## [To do]
Nothing but the line with "Task: set a dot on every instance of the red" and the lines after it should appear, each retyped exactly as in the listing.

## [Task material]
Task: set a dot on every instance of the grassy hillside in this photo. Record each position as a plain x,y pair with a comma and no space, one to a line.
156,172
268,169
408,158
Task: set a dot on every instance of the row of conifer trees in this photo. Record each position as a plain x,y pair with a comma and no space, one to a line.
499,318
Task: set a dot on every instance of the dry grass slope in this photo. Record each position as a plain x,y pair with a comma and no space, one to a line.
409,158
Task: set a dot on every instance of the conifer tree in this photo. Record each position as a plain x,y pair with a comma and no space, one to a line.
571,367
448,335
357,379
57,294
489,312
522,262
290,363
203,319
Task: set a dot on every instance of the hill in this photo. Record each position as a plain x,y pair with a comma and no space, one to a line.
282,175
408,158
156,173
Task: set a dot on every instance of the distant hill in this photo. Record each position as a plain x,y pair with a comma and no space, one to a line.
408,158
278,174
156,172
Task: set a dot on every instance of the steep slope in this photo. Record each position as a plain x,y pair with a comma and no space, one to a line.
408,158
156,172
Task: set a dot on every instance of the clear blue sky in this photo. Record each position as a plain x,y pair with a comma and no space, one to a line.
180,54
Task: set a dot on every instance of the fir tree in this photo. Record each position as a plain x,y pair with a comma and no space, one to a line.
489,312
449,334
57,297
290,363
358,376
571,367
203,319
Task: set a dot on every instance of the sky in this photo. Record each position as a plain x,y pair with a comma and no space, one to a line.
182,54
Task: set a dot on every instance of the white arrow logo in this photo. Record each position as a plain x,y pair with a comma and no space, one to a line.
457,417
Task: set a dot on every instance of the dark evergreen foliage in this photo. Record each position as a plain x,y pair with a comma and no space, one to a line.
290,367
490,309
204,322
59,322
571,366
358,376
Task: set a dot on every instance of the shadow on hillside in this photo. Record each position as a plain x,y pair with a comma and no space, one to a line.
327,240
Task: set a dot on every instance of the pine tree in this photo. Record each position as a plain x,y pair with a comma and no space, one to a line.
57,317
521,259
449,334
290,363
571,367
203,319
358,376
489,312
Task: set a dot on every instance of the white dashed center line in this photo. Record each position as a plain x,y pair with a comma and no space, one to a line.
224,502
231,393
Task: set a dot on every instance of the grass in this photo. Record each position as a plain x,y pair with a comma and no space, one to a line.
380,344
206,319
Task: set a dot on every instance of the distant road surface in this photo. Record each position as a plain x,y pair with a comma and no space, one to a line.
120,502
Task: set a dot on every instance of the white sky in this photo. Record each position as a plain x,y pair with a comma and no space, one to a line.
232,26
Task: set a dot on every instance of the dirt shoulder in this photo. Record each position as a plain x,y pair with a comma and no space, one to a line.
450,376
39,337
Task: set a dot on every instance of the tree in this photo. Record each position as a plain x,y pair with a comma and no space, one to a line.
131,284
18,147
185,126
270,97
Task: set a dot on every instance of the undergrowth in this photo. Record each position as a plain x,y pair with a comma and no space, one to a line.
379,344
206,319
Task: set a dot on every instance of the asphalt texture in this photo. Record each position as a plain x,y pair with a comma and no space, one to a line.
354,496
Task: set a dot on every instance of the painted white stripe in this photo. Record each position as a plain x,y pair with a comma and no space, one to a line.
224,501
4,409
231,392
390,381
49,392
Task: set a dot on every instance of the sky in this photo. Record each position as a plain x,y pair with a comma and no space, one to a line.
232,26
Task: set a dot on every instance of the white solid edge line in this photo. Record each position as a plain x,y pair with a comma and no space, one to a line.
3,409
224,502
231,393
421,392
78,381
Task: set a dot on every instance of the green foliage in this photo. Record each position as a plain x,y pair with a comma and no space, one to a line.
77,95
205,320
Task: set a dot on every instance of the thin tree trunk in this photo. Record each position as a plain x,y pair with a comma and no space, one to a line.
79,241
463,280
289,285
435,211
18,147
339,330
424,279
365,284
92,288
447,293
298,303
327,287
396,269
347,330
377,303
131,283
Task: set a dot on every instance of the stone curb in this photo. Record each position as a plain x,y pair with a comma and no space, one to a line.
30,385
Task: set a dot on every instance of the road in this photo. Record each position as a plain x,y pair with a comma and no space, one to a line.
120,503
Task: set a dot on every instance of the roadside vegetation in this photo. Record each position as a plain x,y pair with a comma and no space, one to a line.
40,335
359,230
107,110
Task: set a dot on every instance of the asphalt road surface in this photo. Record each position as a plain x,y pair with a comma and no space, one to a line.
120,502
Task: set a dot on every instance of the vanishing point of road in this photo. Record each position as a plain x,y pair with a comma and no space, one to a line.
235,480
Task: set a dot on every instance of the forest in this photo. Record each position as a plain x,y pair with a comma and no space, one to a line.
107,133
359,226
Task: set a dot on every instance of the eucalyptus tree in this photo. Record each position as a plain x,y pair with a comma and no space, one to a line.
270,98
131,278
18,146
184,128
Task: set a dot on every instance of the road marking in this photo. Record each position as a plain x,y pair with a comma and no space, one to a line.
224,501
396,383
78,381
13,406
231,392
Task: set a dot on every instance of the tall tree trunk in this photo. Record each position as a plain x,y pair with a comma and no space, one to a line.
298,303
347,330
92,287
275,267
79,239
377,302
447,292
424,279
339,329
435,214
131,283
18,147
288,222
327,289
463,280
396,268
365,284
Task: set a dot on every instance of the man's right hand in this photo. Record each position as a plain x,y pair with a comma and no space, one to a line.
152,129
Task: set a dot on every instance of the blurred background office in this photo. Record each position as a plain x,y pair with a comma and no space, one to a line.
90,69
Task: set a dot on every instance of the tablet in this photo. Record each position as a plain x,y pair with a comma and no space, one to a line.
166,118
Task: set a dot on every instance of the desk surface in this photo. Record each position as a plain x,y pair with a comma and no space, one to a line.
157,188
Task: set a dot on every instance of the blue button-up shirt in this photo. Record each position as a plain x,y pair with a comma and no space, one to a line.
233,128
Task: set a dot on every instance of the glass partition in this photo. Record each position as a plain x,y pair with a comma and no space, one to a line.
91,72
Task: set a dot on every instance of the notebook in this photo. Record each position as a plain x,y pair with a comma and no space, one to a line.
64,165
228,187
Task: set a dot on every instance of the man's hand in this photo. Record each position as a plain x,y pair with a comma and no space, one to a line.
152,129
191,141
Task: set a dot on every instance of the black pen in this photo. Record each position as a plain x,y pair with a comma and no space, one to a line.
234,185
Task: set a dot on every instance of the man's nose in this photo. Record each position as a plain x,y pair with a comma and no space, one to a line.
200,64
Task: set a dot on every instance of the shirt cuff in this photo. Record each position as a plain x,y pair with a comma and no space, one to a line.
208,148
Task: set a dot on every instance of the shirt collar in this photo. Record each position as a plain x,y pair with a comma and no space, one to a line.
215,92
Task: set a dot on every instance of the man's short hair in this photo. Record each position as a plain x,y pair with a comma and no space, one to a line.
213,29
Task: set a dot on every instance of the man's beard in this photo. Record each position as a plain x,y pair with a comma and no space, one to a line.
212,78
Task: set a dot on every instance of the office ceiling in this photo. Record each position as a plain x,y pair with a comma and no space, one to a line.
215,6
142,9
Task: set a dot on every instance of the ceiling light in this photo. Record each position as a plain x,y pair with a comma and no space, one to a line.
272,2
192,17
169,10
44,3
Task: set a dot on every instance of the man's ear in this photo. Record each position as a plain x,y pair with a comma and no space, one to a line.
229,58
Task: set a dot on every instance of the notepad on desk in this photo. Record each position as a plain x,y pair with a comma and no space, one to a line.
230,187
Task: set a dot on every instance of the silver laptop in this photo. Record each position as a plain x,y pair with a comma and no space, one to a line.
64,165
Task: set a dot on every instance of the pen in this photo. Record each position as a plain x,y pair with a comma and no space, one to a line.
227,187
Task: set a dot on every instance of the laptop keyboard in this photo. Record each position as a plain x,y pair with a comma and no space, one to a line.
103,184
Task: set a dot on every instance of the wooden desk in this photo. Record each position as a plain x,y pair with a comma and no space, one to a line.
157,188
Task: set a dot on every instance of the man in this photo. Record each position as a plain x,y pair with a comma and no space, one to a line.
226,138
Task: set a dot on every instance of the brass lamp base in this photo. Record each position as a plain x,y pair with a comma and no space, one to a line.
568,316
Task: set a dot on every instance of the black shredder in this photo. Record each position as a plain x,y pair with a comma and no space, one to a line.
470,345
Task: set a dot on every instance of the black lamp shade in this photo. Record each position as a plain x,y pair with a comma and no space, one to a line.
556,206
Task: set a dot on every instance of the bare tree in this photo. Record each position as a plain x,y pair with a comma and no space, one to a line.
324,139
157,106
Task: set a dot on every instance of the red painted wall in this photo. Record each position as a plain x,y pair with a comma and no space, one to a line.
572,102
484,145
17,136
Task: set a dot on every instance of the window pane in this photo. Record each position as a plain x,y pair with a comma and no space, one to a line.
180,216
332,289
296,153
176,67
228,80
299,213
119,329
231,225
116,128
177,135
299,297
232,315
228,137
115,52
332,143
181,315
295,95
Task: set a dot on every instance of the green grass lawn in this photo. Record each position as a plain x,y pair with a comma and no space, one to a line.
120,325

## [Response]
Task: set a dot on every instance of the red painted wall in this photo. Record each position as a plain x,y pair with a comma and no space, one to a line.
572,102
484,145
17,136
Task: set a dot on every instance of the window pane in this photo. Record each position as a plain x,y pair with a comma and no space, one to a line.
180,216
332,289
296,153
176,67
228,80
299,213
119,329
231,225
116,128
177,135
299,297
232,315
228,137
115,52
332,143
181,315
295,95
Task: set a dot on every instance of the green grass lawn in this photo. Record each position as a plain x,y pair with a comma and no space, one to a line.
120,325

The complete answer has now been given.